*** Given records Section Begins ***

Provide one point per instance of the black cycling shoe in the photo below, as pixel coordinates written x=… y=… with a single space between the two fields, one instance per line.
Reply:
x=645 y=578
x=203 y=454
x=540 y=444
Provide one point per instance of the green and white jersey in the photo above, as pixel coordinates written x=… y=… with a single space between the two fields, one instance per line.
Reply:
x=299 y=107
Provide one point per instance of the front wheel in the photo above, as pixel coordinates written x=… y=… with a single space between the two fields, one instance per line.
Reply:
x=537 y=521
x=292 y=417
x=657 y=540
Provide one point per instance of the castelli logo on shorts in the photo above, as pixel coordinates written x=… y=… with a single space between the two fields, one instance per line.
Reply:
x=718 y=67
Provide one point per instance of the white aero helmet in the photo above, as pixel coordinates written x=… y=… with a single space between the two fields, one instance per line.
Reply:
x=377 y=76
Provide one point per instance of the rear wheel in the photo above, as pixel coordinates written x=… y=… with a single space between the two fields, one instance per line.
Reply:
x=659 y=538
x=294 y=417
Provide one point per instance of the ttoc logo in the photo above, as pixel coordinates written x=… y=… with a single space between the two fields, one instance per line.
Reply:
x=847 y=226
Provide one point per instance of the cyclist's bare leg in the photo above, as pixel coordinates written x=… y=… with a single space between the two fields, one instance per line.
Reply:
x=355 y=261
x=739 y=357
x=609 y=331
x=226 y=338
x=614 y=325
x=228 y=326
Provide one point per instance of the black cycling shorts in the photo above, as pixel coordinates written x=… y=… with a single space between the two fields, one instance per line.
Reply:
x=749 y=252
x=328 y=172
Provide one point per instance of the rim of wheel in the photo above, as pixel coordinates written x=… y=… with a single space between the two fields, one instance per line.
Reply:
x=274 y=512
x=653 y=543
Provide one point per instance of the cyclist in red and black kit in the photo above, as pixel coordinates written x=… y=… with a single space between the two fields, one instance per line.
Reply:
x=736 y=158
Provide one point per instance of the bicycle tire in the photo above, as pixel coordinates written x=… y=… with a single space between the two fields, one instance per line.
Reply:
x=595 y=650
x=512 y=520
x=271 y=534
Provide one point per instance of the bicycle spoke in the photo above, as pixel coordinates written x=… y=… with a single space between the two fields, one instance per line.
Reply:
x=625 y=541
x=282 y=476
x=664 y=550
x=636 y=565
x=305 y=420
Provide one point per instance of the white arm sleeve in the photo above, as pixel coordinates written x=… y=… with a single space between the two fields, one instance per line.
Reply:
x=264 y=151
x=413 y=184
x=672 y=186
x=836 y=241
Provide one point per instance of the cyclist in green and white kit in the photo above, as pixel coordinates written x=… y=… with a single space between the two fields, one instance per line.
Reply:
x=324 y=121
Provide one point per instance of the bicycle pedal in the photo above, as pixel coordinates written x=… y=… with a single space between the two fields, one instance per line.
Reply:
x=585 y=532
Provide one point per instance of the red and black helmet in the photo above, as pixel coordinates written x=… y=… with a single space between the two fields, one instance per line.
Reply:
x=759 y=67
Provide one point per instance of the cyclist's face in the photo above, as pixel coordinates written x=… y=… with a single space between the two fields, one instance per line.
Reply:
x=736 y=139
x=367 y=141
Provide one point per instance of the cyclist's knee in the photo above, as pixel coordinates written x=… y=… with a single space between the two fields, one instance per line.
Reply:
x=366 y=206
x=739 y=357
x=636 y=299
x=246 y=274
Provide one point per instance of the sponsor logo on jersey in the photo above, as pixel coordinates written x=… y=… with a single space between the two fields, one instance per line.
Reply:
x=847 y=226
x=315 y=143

*** Given records Section Ends ***

## Aim of the exercise
Transcribe all of the data, keeping every line identical.

## Your solution
Provide one point per instance of the black cycling shoe in the photo below, as pixel coordinates written x=… y=… with a single space between the two fields, one instance per line.
Reply:
x=645 y=578
x=203 y=454
x=540 y=444
Provide one point per instance of the green and white jersey in the photo above, as pixel coordinates written x=… y=… with a single space between the two fields, one instance per line.
Reply:
x=299 y=107
Provide one point per instance of the front wheel in the photo above, as pixel coordinates written x=… y=… with a single space between the two fields, one instance per line.
Reply:
x=537 y=521
x=292 y=417
x=657 y=540
Provide one point per instance of the castelli logo on shorts in the photo above, as pixel coordinates written x=… y=… with a single space between the two fields, one instance per line.
Reply:
x=718 y=67
Provide one point per instance of the white aero helmet in the photo above, as pixel coordinates written x=… y=… with a single space between the two fields, one instance per line.
Reply:
x=377 y=76
Provide one point per instance of the rear wheel in the photo above, as pixel coordinates written x=… y=… with a single space between the two fields, one instance per line.
Reply:
x=659 y=538
x=294 y=417
Provide one point per instance of the ttoc logo in the photo above, as pixel coordinates written x=… y=… with a single space between the two fields, one instance per line.
Reply:
x=847 y=226
Provide one point per instance of the cyclist's bare leg in the photo above, as pixel coordinates written x=… y=… with a single space between the two fields, one instance per line.
Reply:
x=355 y=261
x=739 y=357
x=609 y=331
x=226 y=338
x=614 y=325
x=228 y=326
Provide one point per instance of the black cycling shorts in the photo above, as pixel coordinates written x=… y=… with a single space between the two fields, one instance per line.
Reply:
x=749 y=252
x=328 y=172
Provide one point per instance of the rim of wheel in the photo above, as pixel coordinates written x=… y=… with a single space between the two fields, one instance per line.
Reply:
x=274 y=512
x=653 y=543
Provide one point per instance of the cyclist in red and black kit in the photo above, as pixel coordinates written x=… y=… with a single space between the two fields, one instance per line.
Reply:
x=736 y=158
Provide one point per instance of the bicycle tire in the photo above, as pixel coordinates written x=… y=… with a single space between the two fields, one instance per line.
Reply:
x=595 y=650
x=512 y=520
x=271 y=534
Provide one point per instance of the bicycle spoke in the photo above, as pixel coordinates written x=… y=… with a single space between the two fields, one instance per line.
Reply:
x=625 y=541
x=282 y=476
x=664 y=550
x=636 y=565
x=305 y=420
Provide one point per instance of the white arm sleeve in the photo above, as pixel coordinates written x=… y=… with a single space between the two fields, one instance per line.
Reply:
x=264 y=151
x=413 y=184
x=672 y=186
x=836 y=241
Provide one point per instance of the cyclist in green and white kit in the photo above, as pixel coordinates written x=… y=… with a single space between the two fields, one instance per line.
Reply:
x=324 y=121
Provide one point per instance of the bicycle pedal in the photo above, as pixel coordinates written x=… y=… with a single space between the two fields, one instance per line.
Reply:
x=585 y=532
Provide one point per instance of the red and black helmet in the photo above, as pixel coordinates written x=… y=… with a single space between the two fields, one instance per line.
Reply:
x=759 y=67
Provide one point per instance of the cyclist's face in the photo above, as pixel coordinates written x=… y=… with a single space between the two fields, one instance per line.
Reply:
x=736 y=139
x=367 y=141
Provide one point per instance of the cyclist's knee in the photo above, as pixel coordinates written x=… y=… with a single space between the two fields, one instance per line.
Reply:
x=366 y=206
x=739 y=357
x=636 y=299
x=246 y=274
Provide one point per instance of the sponsor logo on jersey in the photo above, as pixel coordinates written x=… y=… with a single space between the two fields, one instance per line.
Reply:
x=847 y=226
x=315 y=143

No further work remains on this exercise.